» Task objective
Repeat the listing in full, preserving every character.

------------------------------------------------------------

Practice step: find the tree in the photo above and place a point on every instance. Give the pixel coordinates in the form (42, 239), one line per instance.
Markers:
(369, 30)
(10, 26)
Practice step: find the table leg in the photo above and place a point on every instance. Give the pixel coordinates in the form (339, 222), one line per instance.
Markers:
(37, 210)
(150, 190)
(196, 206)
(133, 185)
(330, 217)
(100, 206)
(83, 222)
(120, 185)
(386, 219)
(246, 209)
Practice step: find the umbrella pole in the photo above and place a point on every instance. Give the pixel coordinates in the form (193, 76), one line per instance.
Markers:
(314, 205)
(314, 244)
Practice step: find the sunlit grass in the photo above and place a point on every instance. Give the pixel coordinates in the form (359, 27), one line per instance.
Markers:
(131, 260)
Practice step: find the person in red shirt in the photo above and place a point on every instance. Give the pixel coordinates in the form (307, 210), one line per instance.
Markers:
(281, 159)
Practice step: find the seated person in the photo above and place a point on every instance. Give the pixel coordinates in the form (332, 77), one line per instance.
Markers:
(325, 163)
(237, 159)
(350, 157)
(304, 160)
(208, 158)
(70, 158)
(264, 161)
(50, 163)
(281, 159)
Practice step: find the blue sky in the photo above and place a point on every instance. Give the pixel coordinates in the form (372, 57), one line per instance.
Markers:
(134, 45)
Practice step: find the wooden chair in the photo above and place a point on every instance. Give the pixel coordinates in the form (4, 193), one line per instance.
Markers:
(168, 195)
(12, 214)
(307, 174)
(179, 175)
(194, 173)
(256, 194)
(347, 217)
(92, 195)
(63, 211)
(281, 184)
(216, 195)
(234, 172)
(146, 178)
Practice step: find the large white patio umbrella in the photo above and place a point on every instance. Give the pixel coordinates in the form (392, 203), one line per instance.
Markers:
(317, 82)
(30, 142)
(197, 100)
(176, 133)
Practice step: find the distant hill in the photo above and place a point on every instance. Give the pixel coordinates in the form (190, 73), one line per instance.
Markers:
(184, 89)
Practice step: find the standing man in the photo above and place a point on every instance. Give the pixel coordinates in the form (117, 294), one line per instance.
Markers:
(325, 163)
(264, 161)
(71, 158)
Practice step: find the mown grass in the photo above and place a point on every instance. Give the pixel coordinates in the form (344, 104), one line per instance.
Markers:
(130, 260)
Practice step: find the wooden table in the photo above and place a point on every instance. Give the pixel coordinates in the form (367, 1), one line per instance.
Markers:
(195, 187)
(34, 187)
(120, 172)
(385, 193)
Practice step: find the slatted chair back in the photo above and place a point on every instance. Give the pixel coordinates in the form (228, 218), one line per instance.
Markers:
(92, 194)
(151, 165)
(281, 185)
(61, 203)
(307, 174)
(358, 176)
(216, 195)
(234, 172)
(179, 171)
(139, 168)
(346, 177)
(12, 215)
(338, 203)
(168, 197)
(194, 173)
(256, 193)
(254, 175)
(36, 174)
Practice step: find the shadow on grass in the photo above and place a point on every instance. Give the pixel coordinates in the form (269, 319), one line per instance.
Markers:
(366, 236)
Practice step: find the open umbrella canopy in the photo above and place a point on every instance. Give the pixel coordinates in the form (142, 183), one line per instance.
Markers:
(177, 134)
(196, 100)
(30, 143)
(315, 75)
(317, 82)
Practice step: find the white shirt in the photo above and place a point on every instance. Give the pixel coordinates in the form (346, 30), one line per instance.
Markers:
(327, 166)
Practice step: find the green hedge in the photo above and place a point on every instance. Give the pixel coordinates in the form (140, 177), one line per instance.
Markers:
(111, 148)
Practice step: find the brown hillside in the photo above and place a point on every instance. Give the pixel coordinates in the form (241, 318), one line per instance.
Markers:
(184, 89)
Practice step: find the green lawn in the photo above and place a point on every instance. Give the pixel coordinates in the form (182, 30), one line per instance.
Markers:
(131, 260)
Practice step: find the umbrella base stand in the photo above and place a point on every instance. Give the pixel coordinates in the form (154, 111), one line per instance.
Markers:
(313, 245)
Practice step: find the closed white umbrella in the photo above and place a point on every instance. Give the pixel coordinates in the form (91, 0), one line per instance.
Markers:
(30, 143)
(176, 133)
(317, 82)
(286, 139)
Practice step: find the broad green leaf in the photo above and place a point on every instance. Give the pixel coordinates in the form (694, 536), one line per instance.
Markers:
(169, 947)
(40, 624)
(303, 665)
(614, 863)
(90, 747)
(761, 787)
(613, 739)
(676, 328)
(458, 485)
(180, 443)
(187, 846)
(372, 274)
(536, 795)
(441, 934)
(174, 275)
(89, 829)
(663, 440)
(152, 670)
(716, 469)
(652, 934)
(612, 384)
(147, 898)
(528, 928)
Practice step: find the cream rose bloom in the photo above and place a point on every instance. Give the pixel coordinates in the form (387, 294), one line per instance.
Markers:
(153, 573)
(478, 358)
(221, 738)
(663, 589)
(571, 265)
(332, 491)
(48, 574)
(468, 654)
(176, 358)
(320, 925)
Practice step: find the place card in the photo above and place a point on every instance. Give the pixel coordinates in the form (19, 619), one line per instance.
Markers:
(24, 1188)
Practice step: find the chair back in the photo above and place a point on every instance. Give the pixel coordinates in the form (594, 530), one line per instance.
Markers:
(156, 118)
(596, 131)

------------------------------------------------------------

» Response
Practice step: find the tree in the photo above and place a point on every instance. Give the pixel coordinates in the form (42, 239), one line per instance.
Markers:
(369, 30)
(10, 26)
Practice step: find the table leg in the photo above and place a point on every instance. Give the pixel coordinates in the form (339, 222), one line per instance.
Markers:
(37, 210)
(150, 190)
(196, 206)
(133, 185)
(330, 217)
(100, 206)
(83, 222)
(120, 185)
(386, 219)
(246, 209)
Practice step: find the umbrella pole in the photo above and place a point on every instance. Give the pixel coordinates in the form (193, 76), one line per instance.
Markers:
(314, 205)
(314, 244)
Practice step: find the sunlit grass in the photo above and place a point on every instance. Give the pixel coordinates in the form (359, 27), one line per instance.
Markers:
(131, 260)
Practice step: find the person in red shirt in the photo above and place a point on every instance. Give the pixel coordinates in the form (307, 210), one line per instance.
Markers:
(281, 159)
Practice step: find the seated person in the photo above and place a point on every instance. Give the pixel coordinates in the form (332, 77), one line per instance.
Markers:
(325, 163)
(237, 159)
(350, 157)
(304, 160)
(208, 158)
(70, 158)
(264, 161)
(50, 163)
(281, 159)
Practice step: find the blue sky in the photo above and place a point on every instance. Give the pixel coordinates in the form (372, 57), one line per instance.
Markers:
(134, 45)
Practice step: find the wooden chair in the photo above and place a point on every instance. Give the pixel coordinates in the form (4, 193), one line per instance.
Markers:
(168, 195)
(12, 214)
(307, 174)
(179, 175)
(194, 173)
(256, 194)
(347, 217)
(92, 195)
(63, 211)
(281, 184)
(216, 195)
(234, 172)
(146, 178)
Practice step: find the large white patio umbrella in the photo above and place a point on every instance. Give the pixel coordinates in the form (392, 203), one line per instance.
Markers:
(317, 82)
(30, 142)
(197, 100)
(176, 133)
Practice step: find the distant hill in the photo above and place a point on every instance. Give the pixel coordinates in the form (190, 73), one line per instance.
Markers:
(184, 89)
Practice step: find the standing man in the photo above and place a point on every instance. Give the pixel coordinates in the form (117, 294), one line per instance.
Markers:
(325, 163)
(264, 161)
(71, 158)
Practice step: find the mown grass in the photo above and place a point on every instance. Give the pixel coordinates in the form (344, 104), one line per instance.
Markers:
(130, 260)
Practice step: find the wooden table in the photo above and place a point on every instance. Give the pixel coordinates in the form (367, 1), one line per instance.
Markers:
(195, 187)
(34, 187)
(120, 172)
(385, 193)
Practice step: find the slatted chair back in the photo above and place a point on every instance. Give the pixel coordinates in the form (228, 218), one line per instance.
Markers:
(92, 194)
(151, 165)
(281, 185)
(61, 203)
(307, 174)
(358, 176)
(216, 195)
(234, 172)
(179, 171)
(139, 168)
(346, 177)
(12, 215)
(338, 203)
(168, 197)
(194, 173)
(256, 193)
(254, 175)
(36, 174)
Practice step: find the shadow on grass in the photo above and place a point on every instance. Give the pixel coordinates in the form (269, 319), one line per instance.
Markers:
(366, 236)
Practice step: find the open umbrella canopy in the photo above and place a point on every instance. Give the pixel coordinates in the form (142, 183), one line per instance.
Markers:
(177, 134)
(196, 100)
(30, 143)
(315, 75)
(317, 82)
Practice step: find the white shirt in the photo above and place a point on every instance. Give the pixel coordinates in the form (346, 30), one line per instance.
Markers:
(327, 166)
Practice step: find the green hedge in the photo above and place a point on every instance. Give the pixel coordinates in the form (140, 177), one line per instance.
Markers:
(111, 148)
Practice step: find the brown hillside in the photo above and place a point on every instance. Give the pixel coordinates in the form (241, 318), one line per instance.
Markers:
(184, 89)
Practice step: find the green lawn in the photo above and place a point on every instance. Give the pixel coordinates in the form (182, 30), one line per instance.
Markers:
(131, 260)
Practice step: find the umbrella base stand in the photo above and place a point on every instance. Give the pixel coordinates in the form (154, 111), one line per instance.
Markers:
(313, 245)
Practice step: find the closed white umbrella in the photo above and place a point on every instance. Give the pixel coordinates in the form (91, 0), one line per instance.
Markers:
(30, 143)
(176, 133)
(317, 82)
(286, 139)
Practice step: find the broad green leaf in the photo above and place a point on every instance. Give the pixel coordinates in the form (694, 536), one line per instance.
Markers:
(169, 947)
(40, 624)
(303, 665)
(614, 863)
(90, 747)
(761, 787)
(613, 739)
(676, 328)
(458, 485)
(180, 443)
(187, 846)
(372, 274)
(536, 795)
(441, 934)
(174, 275)
(89, 829)
(663, 440)
(152, 670)
(716, 469)
(652, 934)
(612, 384)
(147, 898)
(528, 928)
Practice step: find the cream rose bloom in the photo above and place a point on every instance. Give the pixel coordinates in the form (387, 294), one line per instance.
Markers:
(153, 573)
(478, 358)
(221, 738)
(663, 589)
(571, 265)
(332, 491)
(48, 574)
(468, 654)
(176, 358)
(320, 925)
Practice step: find the place card in the photo above and place a point on every instance. Give the pixel coordinates in the form (19, 619), one line per instance.
Markers:
(24, 1188)
Practice step: find the chair back in the photo above and place a point on every instance. Give the pixel coordinates in the form (594, 530), one line per instance.
Markers:
(156, 118)
(596, 131)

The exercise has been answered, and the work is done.